Document:
* * *
Ms. Twain describes a childhood of repeated moves between towns, rented apartments, and schools, as the family continually struggled to make a living. One of her homes was nothing more than a couple of basement rooms with a dirt floor. Hers was a life of relentless, persistent poverty; a poverty that stretched the very fabric of her family causing stress, uncertainty, and even physical and emotional abuse.
A poverty that she says was just unnecessary.
And while we can applaud the energies, motivation, and innate talent that ultimately led to her success—a movement from the very bottom of the socio-economic ladder in a small Canadian town to the very top in the world—we should also recognize that her story is clearly rare. How many children raised in similar circumstances have fallen by the wayside, and never developed their full potential, however, more modest than global stardom?
A commitment to eliminating child poverty is a conversation worth having.
In this conversation it is also important to be clear about the type of poverty we have in mind. Ms. Twain’s childhood, I think, underscores that two important dimensions are worth keeping in mind.
Obviously enough the first relates to basic needs and necessities—adequate resources to be able to procure food, shelter, and clothing.
But if we are to take the idea of inclusion as capability development seriously, a second dimension is just as important and relates to relative deprivation—adequate resources to participate normally in society. A cell phone may have been considered a luxury a decade or more ago, but for the present day teenager it is a necessity.
* * *
Excerpted records:
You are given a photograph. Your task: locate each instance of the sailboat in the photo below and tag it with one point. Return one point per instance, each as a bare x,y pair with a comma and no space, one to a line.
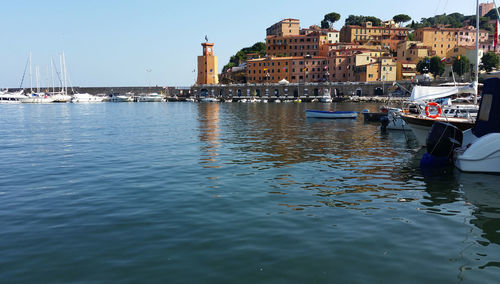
473,150
37,97
7,97
428,111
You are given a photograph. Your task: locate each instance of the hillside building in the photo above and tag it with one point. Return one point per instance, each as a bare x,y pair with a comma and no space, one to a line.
207,66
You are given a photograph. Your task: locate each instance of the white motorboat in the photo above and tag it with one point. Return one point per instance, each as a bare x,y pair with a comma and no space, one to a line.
426,112
118,98
331,114
395,122
86,98
12,97
480,151
61,98
38,98
209,100
326,98
152,97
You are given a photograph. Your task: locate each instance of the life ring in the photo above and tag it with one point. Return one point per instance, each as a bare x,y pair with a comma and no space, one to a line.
433,104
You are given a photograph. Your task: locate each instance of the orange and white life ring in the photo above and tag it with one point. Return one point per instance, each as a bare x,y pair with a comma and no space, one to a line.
437,106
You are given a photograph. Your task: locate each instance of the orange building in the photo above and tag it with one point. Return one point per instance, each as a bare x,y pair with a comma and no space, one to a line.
467,36
484,8
293,69
207,66
296,45
268,70
285,27
386,37
413,51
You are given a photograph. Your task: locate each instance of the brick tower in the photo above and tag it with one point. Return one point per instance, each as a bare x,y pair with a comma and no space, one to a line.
207,66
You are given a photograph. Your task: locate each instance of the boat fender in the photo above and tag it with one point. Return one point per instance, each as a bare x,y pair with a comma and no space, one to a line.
436,105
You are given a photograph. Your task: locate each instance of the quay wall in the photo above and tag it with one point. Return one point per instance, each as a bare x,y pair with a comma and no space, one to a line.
294,91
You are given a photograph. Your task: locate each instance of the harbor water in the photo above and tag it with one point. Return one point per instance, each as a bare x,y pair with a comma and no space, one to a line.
232,193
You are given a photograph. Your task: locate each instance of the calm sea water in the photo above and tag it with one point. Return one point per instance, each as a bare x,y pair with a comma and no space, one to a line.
232,193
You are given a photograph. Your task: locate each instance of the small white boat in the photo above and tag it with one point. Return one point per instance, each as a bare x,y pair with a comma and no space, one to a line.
86,98
12,98
395,122
117,98
209,100
38,98
331,114
61,97
480,150
152,97
326,98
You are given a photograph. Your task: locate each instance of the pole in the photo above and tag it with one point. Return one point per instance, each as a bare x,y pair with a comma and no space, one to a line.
477,51
31,75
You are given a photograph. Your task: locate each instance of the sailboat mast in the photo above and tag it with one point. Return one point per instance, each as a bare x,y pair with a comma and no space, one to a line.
60,77
37,74
31,76
65,76
477,52
52,74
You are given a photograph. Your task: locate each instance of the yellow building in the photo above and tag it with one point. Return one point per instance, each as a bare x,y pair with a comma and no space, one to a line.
386,37
406,70
440,40
285,27
413,51
207,66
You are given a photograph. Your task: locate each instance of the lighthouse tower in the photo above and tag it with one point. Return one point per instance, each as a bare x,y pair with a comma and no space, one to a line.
207,66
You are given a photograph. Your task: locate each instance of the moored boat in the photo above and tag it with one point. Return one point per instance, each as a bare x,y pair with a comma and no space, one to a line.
12,98
480,150
331,114
86,98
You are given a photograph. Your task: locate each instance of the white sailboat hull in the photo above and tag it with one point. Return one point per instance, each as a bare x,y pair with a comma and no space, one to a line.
481,156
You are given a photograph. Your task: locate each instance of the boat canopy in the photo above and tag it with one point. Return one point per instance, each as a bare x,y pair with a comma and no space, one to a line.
423,93
488,119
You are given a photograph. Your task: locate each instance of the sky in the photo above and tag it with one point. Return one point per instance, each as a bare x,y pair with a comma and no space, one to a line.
156,42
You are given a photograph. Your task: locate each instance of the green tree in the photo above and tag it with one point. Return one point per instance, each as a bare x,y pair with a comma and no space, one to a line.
329,20
401,18
436,66
461,65
490,60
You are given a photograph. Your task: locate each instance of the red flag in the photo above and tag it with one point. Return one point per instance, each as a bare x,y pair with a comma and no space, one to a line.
495,40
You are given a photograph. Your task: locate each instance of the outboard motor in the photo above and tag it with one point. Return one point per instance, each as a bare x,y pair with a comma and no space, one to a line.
441,141
384,121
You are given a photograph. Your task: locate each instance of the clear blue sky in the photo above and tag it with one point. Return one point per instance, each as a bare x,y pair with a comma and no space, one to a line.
113,42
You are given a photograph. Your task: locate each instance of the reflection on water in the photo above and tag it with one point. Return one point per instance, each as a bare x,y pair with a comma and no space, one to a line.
211,193
346,165
209,133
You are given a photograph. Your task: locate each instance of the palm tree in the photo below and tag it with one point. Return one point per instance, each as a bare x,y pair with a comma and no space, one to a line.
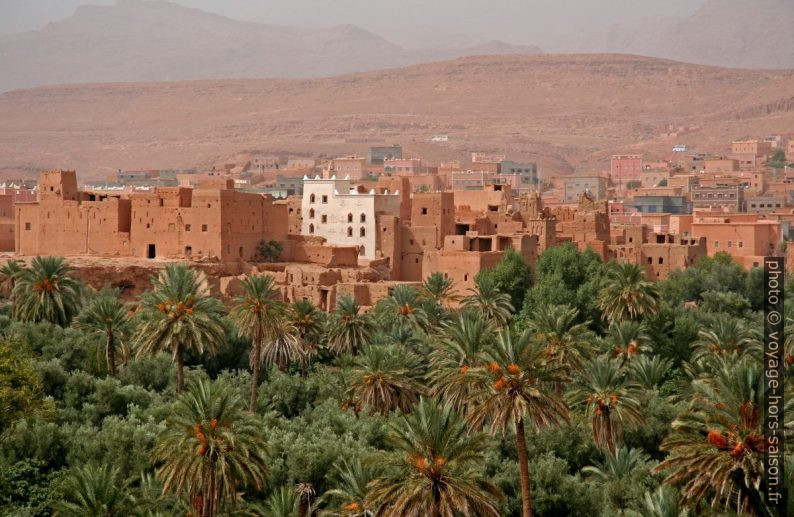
351,492
717,446
8,275
305,493
628,295
47,291
487,300
650,372
283,347
179,315
610,398
404,305
383,380
91,491
628,339
348,331
309,320
106,317
439,289
210,448
256,314
516,393
436,468
567,341
457,350
725,335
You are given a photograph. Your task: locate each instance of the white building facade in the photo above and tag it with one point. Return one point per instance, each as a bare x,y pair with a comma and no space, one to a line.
345,215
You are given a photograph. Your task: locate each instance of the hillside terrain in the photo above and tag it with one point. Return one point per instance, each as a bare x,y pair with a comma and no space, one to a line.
733,33
138,40
568,112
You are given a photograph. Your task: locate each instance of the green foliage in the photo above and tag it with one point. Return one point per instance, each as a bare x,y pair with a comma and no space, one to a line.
340,421
47,291
21,391
512,276
270,251
564,275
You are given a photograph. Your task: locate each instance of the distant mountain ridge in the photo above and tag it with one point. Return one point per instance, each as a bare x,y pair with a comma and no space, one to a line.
137,40
734,33
568,113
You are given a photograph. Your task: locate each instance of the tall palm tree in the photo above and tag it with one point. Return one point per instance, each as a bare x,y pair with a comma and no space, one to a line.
351,491
284,347
649,372
47,291
92,491
517,394
726,335
628,339
436,469
717,446
106,317
487,300
8,275
628,294
439,289
256,314
567,341
610,398
179,315
454,354
383,380
404,306
211,448
348,330
309,320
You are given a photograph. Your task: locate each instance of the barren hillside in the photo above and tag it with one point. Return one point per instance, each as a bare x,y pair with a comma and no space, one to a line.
565,111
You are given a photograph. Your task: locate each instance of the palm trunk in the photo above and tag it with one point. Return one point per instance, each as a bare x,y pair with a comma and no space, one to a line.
523,467
609,437
180,365
110,354
255,365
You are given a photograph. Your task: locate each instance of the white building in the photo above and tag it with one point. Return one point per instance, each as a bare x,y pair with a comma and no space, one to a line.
344,214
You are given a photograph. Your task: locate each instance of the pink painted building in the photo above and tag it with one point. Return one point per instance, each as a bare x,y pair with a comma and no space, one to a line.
624,168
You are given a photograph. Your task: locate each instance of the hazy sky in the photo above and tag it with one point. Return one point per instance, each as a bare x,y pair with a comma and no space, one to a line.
550,24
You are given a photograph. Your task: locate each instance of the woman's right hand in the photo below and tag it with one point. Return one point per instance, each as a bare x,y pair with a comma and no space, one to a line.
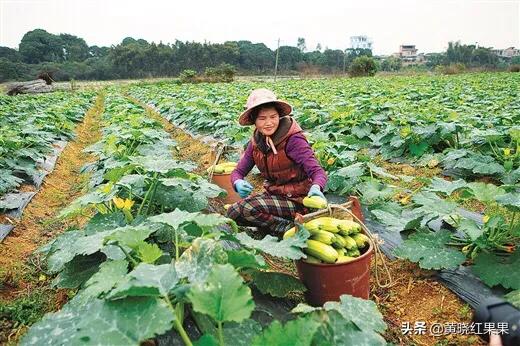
243,188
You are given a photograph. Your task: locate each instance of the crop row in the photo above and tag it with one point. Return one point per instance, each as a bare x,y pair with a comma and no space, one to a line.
467,125
149,256
30,127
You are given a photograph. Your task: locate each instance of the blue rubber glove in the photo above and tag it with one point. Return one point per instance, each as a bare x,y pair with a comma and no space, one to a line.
315,190
243,188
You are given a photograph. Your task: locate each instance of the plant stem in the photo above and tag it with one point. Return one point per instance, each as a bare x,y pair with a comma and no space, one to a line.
512,221
176,245
132,260
147,193
152,196
178,324
220,335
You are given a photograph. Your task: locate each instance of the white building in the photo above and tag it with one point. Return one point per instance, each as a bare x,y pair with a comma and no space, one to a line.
360,42
407,52
507,53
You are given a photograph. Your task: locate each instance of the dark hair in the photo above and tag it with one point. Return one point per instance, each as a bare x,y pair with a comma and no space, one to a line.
254,112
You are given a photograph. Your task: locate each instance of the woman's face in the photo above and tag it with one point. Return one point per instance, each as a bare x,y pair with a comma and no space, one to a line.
267,121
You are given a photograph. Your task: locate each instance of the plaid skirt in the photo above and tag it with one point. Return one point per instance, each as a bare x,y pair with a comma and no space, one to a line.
266,211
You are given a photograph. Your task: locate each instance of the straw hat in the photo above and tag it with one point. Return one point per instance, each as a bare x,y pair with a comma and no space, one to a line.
259,97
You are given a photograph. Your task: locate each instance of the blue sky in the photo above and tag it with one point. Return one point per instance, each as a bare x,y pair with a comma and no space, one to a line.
429,24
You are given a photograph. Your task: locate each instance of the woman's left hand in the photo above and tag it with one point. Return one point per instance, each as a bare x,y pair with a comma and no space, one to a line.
315,190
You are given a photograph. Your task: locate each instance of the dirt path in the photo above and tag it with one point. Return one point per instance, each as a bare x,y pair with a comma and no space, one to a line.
415,297
25,293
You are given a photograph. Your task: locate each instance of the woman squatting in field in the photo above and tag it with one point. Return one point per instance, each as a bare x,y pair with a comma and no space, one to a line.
285,159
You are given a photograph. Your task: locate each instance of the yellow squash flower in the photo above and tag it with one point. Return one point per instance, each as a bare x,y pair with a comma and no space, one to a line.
119,202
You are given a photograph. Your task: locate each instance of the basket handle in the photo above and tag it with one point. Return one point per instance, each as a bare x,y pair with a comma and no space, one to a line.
220,148
375,242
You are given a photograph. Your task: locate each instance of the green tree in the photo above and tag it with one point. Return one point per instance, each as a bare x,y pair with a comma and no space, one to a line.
301,44
40,46
289,58
74,48
98,52
363,66
10,54
256,57
391,64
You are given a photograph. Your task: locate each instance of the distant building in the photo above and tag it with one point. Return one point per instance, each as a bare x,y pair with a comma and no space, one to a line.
360,42
507,53
407,52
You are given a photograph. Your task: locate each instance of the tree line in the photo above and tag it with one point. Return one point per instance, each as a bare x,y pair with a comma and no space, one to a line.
67,57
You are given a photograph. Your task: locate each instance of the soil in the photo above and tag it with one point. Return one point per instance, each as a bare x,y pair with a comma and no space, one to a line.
20,271
415,296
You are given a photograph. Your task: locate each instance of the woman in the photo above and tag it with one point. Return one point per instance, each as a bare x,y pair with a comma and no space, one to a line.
285,159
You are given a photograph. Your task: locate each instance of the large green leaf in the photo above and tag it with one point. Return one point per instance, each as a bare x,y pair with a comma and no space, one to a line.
* * *
Objective 1:
In the child poverty passage, what was one of Ms. Twain's childhood homes?
Objective 2:
Duplicate everything in the child poverty passage from "Ms. Twain describes" down to "and emotional abuse.".
Objective 3:
Go on with the child poverty passage, starting right after its final sentence.

Answer 1:
A couple of basement rooms with a dirt floor.

Answer 2:
Ms. Twain describes a childhood of repeated moves between towns, rented apartments, and schools, as the family continually struggled to make a living. One of her homes was nothing more than a couple of basement rooms with a dirt floor. Hers was a life of relentless, persistent poverty; a poverty that stretched the very fabric of her family causing stress, uncertainty, and even physical and emotional abuse.

Answer 3:
Amartya Sen underscores this dual nature of poverty. If children are to become all that they can be, then they have a need for a certain relative standing in our communities, a standard of living that not only allows them to be feed, sheltered and clothed, but to also participate fully in the society in which they are growing up.
To give this idea public policy traction I suggest that we think of a family falling into poverty if it has less than half the resources of a family half way up the socio-economic ladder. In thinking of income poverty this would mean setting a poverty line at 50% of the median income appropriately adjusted for family size. It would also mean regularly updating this poverty line to reflect economic and social changes.
A society that seeks to eliminate child poverty might consider making a commitment of the following sort. Each government would commit to lowering child poverty below the level it inherited at the start of its mandate. This target would be defined as the poverty rate according to one-half of the median income in the year it assumed power.
Successive governments would face a similar commitment, but based upon a new poverty rate, that defined according to the new median income in the year it assumed power. In this way the poverty line would be continually updated as the median income changes, a reflection of the evolution in what it takes to participate normally.
3. Income inequality has the potential to erode inclusion
All of this suggests that when our goal is more social inclusion a discussion about poverty cannot be divorced from a discussion of inequality.
A conversation about poverty is a conversation about inequality in the lower half of the income distribution, and it makes the plight of the relatively poor a social concern. In this way more inequality in the lower half of the income distribution has the potential to erode inclusion.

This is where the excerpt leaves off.